- [Source]
-- START --

EY in the report called for robust regulation and policy, such as establishing charging hubs along major roads and giving priority to zero-emission vehicles in public procurement. Under the EU's Alternative Fuels Infrastructure Regulation, car and van charging stations are now mandatory every 60km of the core Trans-European Transport Network, with all the hubs expected to be operating by 2030. Progress has been largely rapid.
Fast-charging hubs are now mandatory every 120km of the core routes, dropping to every 60km by 2030, although there is slower progress towards 50% of the core network having charging points for heavy commercial vehicles by 2027.
Doubts remain
Yet despite progress, fleet operators still pointed to four main concerns, according to the report.
One was "fragmented and short-lived policy support" across EU countries, especially to offset the higher prices of EVs over ICE vehicles, as well as to improve operating economics. For example, operators faced varied application of the EU's Eurovignette which allows countries to exempt zero-emission heavy goods vehicles from road tolls or charges.
There was also a mixed picture across the EU on charging infrastructure, with delays and poor access to grid supplies making commercial EVs unviable in many operators' minds.
Operators also pointed to a lack of guidance or support for a switch to EVs, which could require changes in operating practices, typically to allow regular charging and better vehicle scheduling. However, one operator told E-vision that loading and unloading at depots provided charging time, reducing any inefficiencies associated with EVs.
Also of concern to operators, according to the report, were technical standards and data interoperability. Charging in different countries, including bidirectional charging so that excess battery capacity can be fed back into the grid, did not always work similarly, for example.
To address such bumps in the road, EY and Eurelectric came up with a swath of recommendations, including new financing models, buy-back programmes and co-location of storage and renewables. Crucially, the report suggests that everyone needed to be involved; fleet operators, utilities, grid companies, equipment makers, operators of charging points, finance companies, policymakers and regulators. It is unclear if they are all yet moving in the right direction.

-- END --

- [Record list]

-- START --

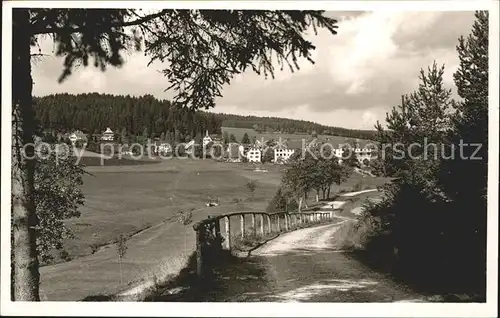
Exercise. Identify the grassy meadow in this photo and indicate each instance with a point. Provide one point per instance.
(138, 200)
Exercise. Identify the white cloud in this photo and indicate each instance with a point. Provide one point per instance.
(359, 74)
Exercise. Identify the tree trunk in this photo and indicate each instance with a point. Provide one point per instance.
(26, 277)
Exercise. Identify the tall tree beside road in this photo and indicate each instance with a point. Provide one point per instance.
(204, 50)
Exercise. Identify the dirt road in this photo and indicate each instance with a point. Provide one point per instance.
(301, 266)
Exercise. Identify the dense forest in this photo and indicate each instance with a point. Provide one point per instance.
(145, 115)
(291, 126)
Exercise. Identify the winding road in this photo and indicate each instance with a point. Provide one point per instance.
(302, 266)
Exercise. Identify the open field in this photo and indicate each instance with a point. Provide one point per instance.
(127, 199)
(295, 139)
(137, 201)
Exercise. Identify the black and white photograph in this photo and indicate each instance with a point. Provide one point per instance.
(250, 158)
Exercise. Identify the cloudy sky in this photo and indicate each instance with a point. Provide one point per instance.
(359, 74)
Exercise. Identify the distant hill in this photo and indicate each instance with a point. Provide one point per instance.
(289, 126)
(148, 116)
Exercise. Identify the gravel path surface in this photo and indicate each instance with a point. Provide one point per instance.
(300, 266)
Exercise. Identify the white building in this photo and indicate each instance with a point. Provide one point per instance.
(282, 155)
(164, 148)
(254, 155)
(77, 136)
(189, 147)
(207, 139)
(108, 135)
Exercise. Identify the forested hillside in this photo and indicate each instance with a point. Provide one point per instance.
(93, 112)
(146, 115)
(290, 126)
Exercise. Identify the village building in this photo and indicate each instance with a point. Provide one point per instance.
(77, 136)
(207, 139)
(189, 147)
(282, 154)
(233, 153)
(108, 135)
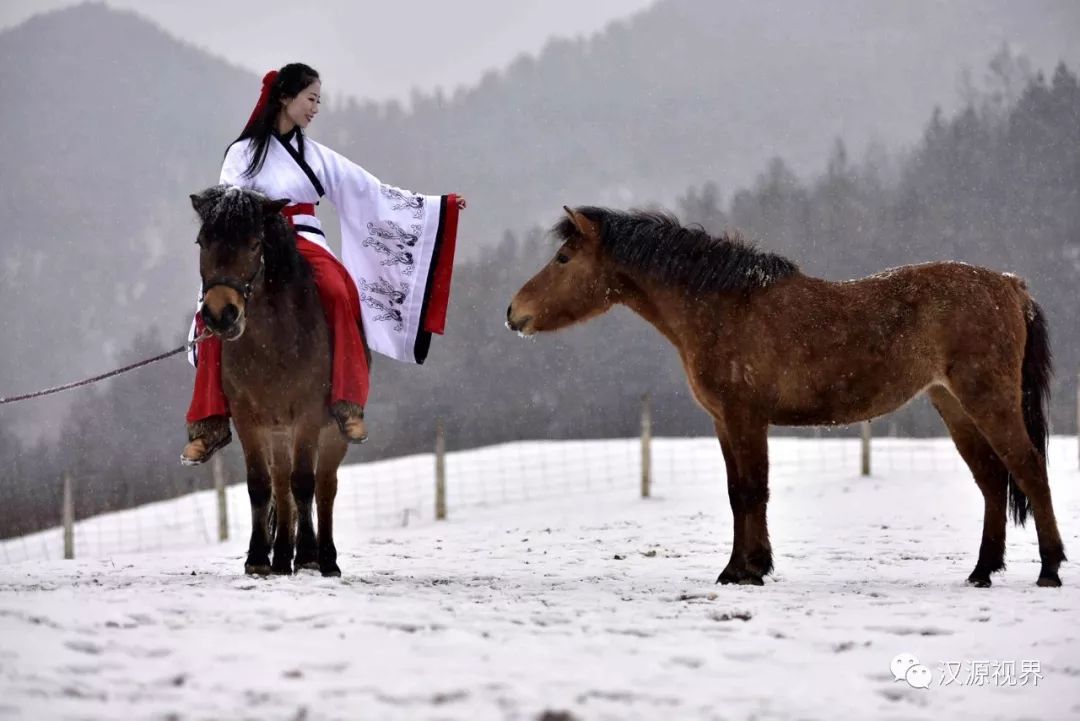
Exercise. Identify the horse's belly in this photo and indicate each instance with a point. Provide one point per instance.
(848, 399)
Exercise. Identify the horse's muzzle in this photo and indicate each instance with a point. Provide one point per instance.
(229, 325)
(517, 325)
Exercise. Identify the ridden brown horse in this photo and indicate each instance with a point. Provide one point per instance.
(260, 298)
(763, 343)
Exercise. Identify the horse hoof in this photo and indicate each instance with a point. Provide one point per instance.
(751, 581)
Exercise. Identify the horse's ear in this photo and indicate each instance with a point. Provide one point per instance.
(584, 227)
(273, 207)
(199, 203)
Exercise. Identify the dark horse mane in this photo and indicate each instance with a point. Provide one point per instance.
(657, 244)
(232, 215)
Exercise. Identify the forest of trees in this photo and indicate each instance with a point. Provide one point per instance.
(997, 184)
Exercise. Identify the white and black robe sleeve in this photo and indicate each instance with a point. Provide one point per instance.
(399, 248)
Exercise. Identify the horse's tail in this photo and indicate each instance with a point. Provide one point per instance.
(1035, 385)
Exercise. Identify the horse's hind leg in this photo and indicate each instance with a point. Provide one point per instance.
(999, 418)
(304, 492)
(332, 449)
(991, 476)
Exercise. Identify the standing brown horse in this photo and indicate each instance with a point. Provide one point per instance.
(763, 343)
(259, 296)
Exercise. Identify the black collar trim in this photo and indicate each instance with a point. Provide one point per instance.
(285, 141)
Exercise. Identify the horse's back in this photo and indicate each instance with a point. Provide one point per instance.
(845, 351)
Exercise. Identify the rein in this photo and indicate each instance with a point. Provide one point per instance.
(57, 389)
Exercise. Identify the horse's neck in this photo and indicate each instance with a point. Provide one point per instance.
(674, 312)
(275, 322)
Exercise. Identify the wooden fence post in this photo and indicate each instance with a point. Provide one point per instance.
(68, 516)
(217, 470)
(440, 470)
(865, 426)
(646, 446)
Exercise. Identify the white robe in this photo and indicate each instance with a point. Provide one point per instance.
(391, 239)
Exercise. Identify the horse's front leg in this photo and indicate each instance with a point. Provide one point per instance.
(281, 477)
(746, 456)
(304, 492)
(737, 566)
(260, 497)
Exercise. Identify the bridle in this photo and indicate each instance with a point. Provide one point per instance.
(245, 288)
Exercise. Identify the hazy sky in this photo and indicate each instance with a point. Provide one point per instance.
(373, 50)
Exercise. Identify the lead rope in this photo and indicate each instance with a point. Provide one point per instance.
(176, 351)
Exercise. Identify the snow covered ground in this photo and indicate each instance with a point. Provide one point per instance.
(554, 593)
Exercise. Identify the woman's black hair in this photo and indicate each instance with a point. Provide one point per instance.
(291, 82)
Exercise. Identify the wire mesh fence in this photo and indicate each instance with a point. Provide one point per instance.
(401, 491)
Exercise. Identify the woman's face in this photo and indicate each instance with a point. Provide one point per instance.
(304, 108)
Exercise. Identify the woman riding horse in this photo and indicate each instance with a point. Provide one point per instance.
(397, 249)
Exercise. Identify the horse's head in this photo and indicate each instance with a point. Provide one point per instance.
(576, 285)
(234, 225)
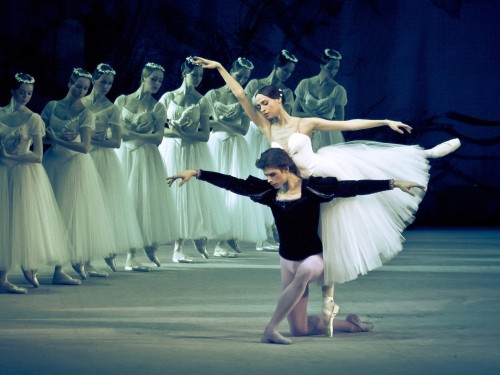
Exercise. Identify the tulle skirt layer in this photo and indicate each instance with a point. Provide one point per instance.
(200, 206)
(232, 156)
(152, 198)
(38, 233)
(5, 250)
(359, 234)
(79, 193)
(118, 200)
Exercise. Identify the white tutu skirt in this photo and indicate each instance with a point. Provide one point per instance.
(257, 144)
(5, 250)
(200, 205)
(79, 193)
(118, 200)
(359, 234)
(232, 157)
(151, 197)
(38, 233)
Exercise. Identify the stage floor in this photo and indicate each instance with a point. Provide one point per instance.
(435, 308)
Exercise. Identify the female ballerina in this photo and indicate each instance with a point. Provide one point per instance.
(231, 154)
(75, 180)
(349, 249)
(295, 204)
(283, 67)
(200, 208)
(37, 234)
(105, 139)
(143, 118)
(322, 96)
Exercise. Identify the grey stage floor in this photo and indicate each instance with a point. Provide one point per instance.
(436, 310)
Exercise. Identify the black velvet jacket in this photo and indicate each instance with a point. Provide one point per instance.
(296, 220)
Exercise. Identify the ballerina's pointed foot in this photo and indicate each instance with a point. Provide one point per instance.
(363, 326)
(443, 149)
(274, 338)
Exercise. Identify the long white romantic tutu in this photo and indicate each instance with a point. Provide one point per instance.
(151, 197)
(232, 156)
(118, 200)
(360, 233)
(79, 193)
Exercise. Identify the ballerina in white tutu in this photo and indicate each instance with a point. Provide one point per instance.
(231, 153)
(105, 139)
(200, 208)
(354, 242)
(143, 120)
(74, 177)
(283, 67)
(322, 96)
(32, 230)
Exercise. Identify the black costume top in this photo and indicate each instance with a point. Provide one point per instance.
(296, 220)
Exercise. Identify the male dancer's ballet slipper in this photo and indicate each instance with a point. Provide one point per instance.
(275, 338)
(363, 326)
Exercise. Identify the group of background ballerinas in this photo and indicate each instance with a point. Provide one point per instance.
(100, 188)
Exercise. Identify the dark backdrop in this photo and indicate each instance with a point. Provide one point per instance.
(433, 64)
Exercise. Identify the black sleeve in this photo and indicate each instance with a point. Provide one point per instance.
(347, 188)
(249, 187)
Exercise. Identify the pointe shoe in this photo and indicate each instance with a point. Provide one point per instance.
(363, 326)
(275, 338)
(222, 252)
(8, 287)
(266, 246)
(79, 269)
(151, 253)
(61, 278)
(110, 261)
(201, 247)
(443, 149)
(30, 276)
(234, 244)
(91, 271)
(133, 265)
(179, 257)
(330, 311)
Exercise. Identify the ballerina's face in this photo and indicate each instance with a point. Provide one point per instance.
(276, 177)
(104, 83)
(23, 94)
(269, 107)
(79, 88)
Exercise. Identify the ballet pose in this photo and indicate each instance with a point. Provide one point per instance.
(322, 96)
(349, 249)
(200, 208)
(231, 154)
(106, 138)
(74, 177)
(33, 233)
(143, 118)
(295, 204)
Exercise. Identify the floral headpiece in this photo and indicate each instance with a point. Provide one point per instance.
(244, 62)
(155, 66)
(332, 54)
(287, 55)
(79, 72)
(24, 78)
(105, 69)
(192, 61)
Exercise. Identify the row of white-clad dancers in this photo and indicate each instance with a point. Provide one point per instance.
(106, 191)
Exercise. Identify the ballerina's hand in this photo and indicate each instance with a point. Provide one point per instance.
(399, 126)
(206, 64)
(184, 176)
(406, 186)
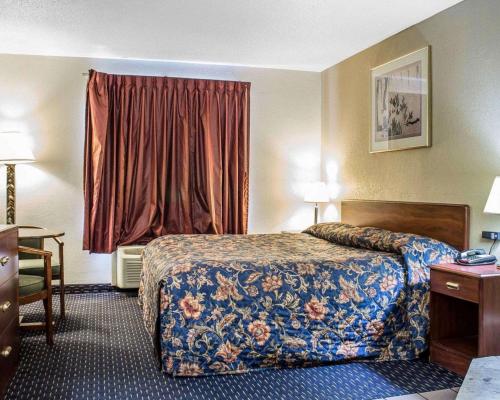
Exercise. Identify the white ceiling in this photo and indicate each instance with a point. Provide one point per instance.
(292, 34)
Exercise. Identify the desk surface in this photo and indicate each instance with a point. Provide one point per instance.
(36, 233)
(482, 380)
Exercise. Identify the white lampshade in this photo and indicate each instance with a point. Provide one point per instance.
(14, 148)
(493, 203)
(317, 192)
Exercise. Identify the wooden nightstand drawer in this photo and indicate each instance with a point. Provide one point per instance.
(458, 286)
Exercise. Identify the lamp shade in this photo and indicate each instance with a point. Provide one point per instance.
(14, 148)
(493, 203)
(317, 193)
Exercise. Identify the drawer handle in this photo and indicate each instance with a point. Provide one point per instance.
(6, 351)
(5, 306)
(452, 285)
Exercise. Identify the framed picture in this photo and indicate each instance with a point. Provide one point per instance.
(400, 92)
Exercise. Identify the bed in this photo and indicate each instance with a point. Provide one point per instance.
(354, 290)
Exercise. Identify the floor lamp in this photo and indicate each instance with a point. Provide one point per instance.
(13, 150)
(317, 193)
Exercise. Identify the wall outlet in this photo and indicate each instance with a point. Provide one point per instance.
(490, 235)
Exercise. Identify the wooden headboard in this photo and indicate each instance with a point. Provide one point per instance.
(448, 223)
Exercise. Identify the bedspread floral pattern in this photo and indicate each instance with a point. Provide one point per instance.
(232, 303)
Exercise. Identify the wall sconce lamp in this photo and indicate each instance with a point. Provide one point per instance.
(317, 193)
(14, 150)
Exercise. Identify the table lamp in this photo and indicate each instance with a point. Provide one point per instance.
(14, 150)
(317, 193)
(493, 203)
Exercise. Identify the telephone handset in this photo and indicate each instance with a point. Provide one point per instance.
(475, 257)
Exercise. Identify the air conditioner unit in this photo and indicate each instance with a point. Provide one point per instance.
(127, 266)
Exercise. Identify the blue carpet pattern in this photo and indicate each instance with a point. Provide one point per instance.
(102, 351)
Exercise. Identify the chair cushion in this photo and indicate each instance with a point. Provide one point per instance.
(30, 284)
(35, 267)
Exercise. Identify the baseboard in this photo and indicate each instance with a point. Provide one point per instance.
(91, 288)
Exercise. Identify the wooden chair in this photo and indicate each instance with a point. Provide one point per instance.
(30, 264)
(34, 288)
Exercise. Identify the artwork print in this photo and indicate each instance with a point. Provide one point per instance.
(400, 100)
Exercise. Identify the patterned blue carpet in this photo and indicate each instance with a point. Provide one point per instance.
(102, 351)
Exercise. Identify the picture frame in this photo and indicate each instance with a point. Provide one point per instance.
(401, 103)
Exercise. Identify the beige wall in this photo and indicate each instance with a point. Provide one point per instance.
(465, 153)
(45, 98)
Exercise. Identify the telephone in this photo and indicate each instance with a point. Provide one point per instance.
(475, 257)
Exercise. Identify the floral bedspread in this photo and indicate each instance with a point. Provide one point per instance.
(232, 303)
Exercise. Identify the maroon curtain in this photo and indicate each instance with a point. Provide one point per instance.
(164, 155)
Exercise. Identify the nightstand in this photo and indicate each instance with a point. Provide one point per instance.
(464, 314)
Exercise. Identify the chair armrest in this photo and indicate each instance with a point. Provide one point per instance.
(37, 252)
(47, 264)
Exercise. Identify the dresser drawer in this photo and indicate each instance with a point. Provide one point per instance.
(454, 285)
(8, 255)
(9, 354)
(8, 302)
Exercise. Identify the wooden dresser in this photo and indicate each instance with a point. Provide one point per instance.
(465, 314)
(9, 308)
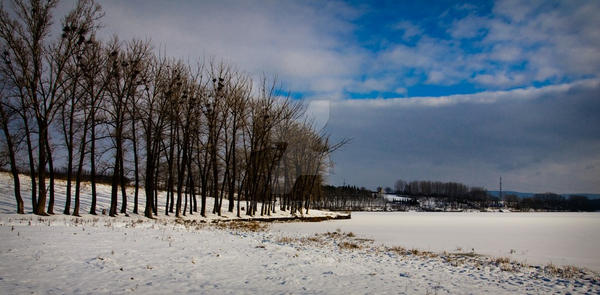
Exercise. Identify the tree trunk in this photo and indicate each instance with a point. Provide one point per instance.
(13, 162)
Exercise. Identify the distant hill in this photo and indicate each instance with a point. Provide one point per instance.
(527, 195)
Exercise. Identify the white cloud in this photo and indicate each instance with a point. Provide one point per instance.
(538, 139)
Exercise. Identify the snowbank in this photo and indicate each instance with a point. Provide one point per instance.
(8, 203)
(61, 254)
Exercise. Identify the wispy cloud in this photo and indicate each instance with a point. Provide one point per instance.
(538, 139)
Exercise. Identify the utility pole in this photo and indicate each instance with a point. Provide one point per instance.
(501, 188)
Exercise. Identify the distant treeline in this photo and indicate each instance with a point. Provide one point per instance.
(347, 198)
(451, 192)
(424, 194)
(552, 202)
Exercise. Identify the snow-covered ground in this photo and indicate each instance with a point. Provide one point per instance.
(99, 255)
(8, 203)
(534, 238)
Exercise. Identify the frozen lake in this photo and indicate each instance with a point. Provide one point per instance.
(535, 238)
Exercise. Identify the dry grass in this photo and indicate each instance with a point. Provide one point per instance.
(285, 240)
(253, 226)
(566, 271)
(348, 246)
(501, 260)
(189, 224)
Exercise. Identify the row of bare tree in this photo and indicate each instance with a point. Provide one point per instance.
(150, 121)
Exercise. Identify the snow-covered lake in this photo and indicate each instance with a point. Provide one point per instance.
(535, 238)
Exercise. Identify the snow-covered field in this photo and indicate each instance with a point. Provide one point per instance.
(57, 255)
(98, 254)
(8, 203)
(534, 238)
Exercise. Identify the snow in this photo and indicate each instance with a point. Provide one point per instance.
(57, 254)
(8, 203)
(101, 255)
(534, 238)
(396, 198)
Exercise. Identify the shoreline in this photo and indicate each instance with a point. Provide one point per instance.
(272, 261)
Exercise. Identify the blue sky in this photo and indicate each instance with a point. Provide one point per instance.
(440, 90)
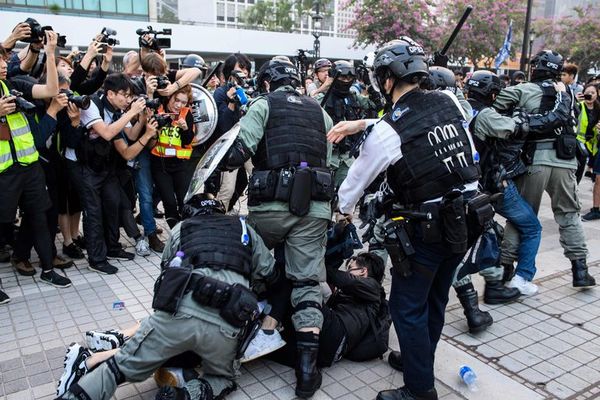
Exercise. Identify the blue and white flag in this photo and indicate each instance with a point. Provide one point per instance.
(505, 49)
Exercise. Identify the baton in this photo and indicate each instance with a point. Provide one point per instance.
(328, 93)
(211, 74)
(456, 30)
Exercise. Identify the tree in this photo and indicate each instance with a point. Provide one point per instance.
(574, 37)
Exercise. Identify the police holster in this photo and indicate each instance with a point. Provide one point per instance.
(237, 304)
(397, 243)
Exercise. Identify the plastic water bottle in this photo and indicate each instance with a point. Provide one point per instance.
(176, 262)
(468, 377)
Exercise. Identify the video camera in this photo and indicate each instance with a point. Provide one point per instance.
(82, 102)
(38, 33)
(155, 43)
(106, 38)
(22, 104)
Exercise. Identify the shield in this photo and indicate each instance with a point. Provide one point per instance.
(209, 161)
(204, 111)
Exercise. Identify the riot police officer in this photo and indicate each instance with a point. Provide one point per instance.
(552, 161)
(427, 153)
(288, 196)
(342, 104)
(201, 306)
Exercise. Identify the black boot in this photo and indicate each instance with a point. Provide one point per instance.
(395, 360)
(509, 272)
(581, 277)
(308, 376)
(496, 293)
(477, 320)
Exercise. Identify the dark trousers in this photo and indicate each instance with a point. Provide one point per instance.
(172, 179)
(100, 196)
(417, 304)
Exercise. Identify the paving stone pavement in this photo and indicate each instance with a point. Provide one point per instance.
(548, 343)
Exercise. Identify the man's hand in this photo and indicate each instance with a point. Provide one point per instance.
(51, 40)
(7, 105)
(345, 128)
(74, 114)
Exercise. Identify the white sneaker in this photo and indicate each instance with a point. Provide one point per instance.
(263, 344)
(142, 248)
(526, 288)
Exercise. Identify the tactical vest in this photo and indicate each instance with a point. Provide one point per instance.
(214, 241)
(169, 140)
(295, 132)
(436, 148)
(20, 148)
(499, 159)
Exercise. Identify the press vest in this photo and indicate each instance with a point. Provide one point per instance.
(169, 140)
(295, 132)
(214, 241)
(20, 148)
(435, 145)
(590, 143)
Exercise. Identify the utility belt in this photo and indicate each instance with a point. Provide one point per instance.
(567, 148)
(455, 221)
(296, 186)
(236, 303)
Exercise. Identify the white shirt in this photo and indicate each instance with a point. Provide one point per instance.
(380, 150)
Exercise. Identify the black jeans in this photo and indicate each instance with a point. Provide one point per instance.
(100, 196)
(172, 179)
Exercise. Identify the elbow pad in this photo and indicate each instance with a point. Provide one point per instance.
(235, 158)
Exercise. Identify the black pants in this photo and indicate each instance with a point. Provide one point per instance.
(100, 196)
(172, 179)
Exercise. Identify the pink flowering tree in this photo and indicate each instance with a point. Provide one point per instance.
(575, 37)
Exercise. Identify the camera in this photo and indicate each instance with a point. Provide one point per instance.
(150, 103)
(155, 43)
(162, 82)
(163, 120)
(38, 33)
(106, 38)
(82, 102)
(22, 104)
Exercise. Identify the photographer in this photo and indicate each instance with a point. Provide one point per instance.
(21, 176)
(100, 194)
(171, 154)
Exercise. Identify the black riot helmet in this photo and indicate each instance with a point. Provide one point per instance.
(546, 64)
(483, 84)
(202, 204)
(439, 78)
(193, 61)
(278, 72)
(321, 63)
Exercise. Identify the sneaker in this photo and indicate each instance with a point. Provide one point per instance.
(121, 255)
(155, 243)
(75, 368)
(142, 248)
(73, 251)
(175, 377)
(23, 267)
(104, 267)
(592, 215)
(263, 344)
(4, 298)
(61, 263)
(526, 288)
(104, 340)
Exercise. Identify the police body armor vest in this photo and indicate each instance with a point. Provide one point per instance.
(436, 148)
(214, 241)
(295, 132)
(499, 158)
(344, 109)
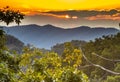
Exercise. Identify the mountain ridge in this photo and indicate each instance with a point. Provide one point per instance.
(48, 35)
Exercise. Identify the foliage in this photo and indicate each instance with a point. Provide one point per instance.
(108, 47)
(8, 16)
(50, 67)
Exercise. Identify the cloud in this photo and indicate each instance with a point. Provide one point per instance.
(104, 17)
(86, 13)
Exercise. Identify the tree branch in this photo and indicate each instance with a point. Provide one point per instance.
(107, 70)
(105, 58)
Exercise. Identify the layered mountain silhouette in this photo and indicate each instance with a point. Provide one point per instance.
(46, 36)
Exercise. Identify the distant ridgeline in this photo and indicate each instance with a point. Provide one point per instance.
(48, 35)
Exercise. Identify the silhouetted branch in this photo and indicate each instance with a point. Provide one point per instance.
(105, 58)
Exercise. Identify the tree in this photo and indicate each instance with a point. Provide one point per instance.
(9, 63)
(8, 16)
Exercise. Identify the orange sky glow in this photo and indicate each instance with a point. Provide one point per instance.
(33, 6)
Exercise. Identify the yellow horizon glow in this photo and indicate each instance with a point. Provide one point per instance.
(58, 5)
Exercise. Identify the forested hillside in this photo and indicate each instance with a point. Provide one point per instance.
(14, 44)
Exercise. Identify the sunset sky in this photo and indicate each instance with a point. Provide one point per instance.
(68, 13)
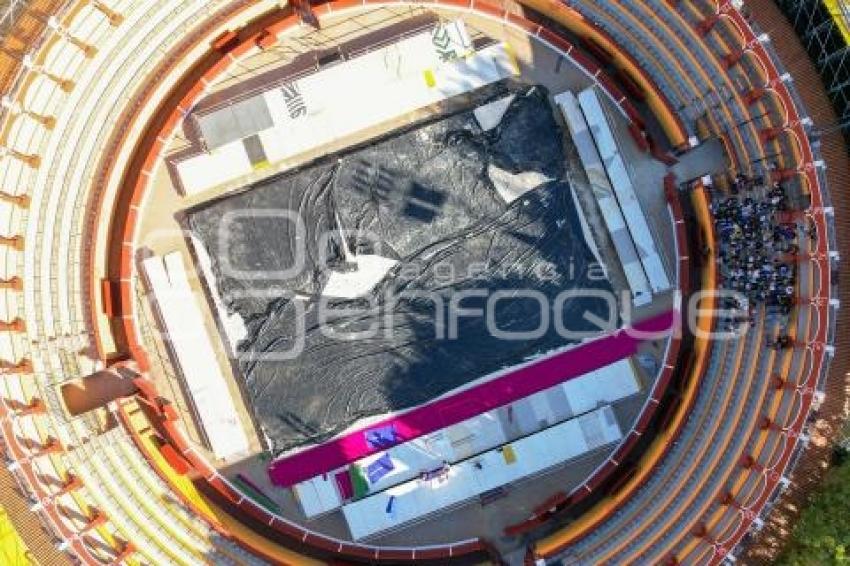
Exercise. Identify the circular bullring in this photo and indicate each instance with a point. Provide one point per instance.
(721, 425)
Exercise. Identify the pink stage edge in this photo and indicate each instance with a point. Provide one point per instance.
(533, 378)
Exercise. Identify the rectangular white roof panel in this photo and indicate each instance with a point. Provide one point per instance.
(413, 500)
(618, 174)
(376, 88)
(604, 193)
(178, 310)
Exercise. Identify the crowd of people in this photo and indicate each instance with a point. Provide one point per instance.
(756, 249)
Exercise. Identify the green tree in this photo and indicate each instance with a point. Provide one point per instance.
(822, 536)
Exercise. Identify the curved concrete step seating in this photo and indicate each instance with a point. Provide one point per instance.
(59, 121)
(72, 140)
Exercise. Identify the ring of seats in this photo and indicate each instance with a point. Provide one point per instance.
(714, 39)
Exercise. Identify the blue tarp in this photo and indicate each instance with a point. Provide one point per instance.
(379, 468)
(382, 437)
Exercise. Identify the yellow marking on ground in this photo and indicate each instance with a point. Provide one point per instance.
(509, 49)
(838, 14)
(13, 551)
(430, 79)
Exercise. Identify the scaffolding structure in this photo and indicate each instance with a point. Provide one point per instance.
(822, 26)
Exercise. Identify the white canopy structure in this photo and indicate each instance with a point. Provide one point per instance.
(411, 501)
(621, 181)
(190, 343)
(350, 97)
(470, 438)
(606, 199)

-- END --

- [Work to do]
1 - According to the article on electric vehicle charging, how many main concerns did fleet operators point to?
2 - Show every line of the records that contains the string "telephone", copying each such line in full. Case counts.

- [Task-by-task solutions]
1 - Four.

2 -
Exercise. Identify the telephone handset in this photo and indicate each instance with a point. Provide one point per instance.
Exercise. Identify the telephone in this photo and indicate each instance with a point. Provide one point per instance.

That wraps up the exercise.